* _Your task_
Could you copy the records below with "dot" swapped for "point", keeping everything else the same and leaving out the pictures?

Extracted records
++++

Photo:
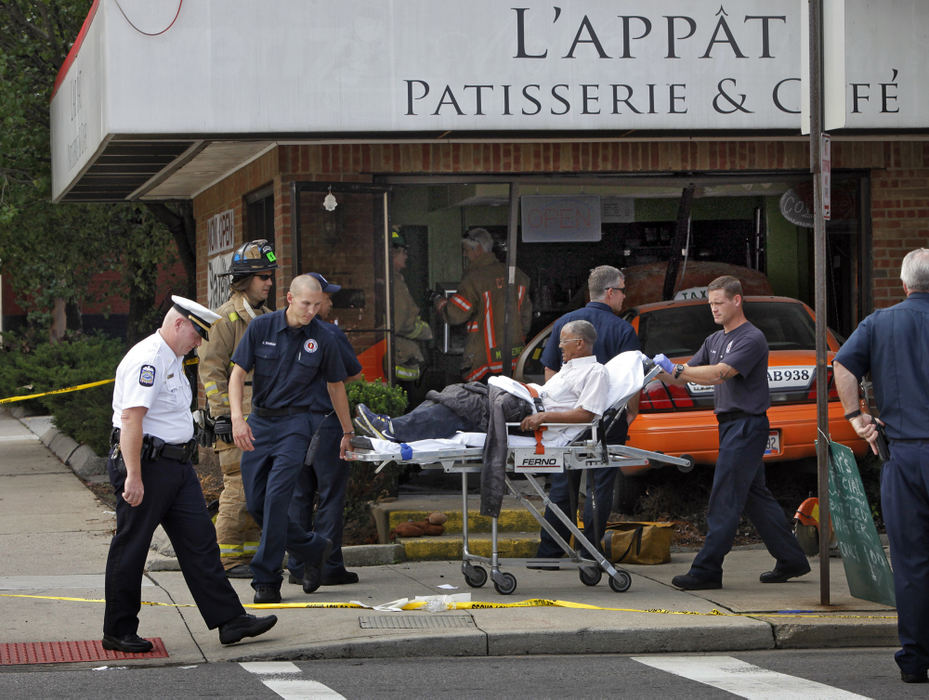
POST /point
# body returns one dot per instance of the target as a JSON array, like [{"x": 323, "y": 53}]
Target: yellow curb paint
[{"x": 488, "y": 605}]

++++

* _Exercise result_
Photo:
POST /point
# body returns one point per instance of the target as a JSON array, like [{"x": 323, "y": 53}]
Target: yellow curb paint
[{"x": 488, "y": 605}]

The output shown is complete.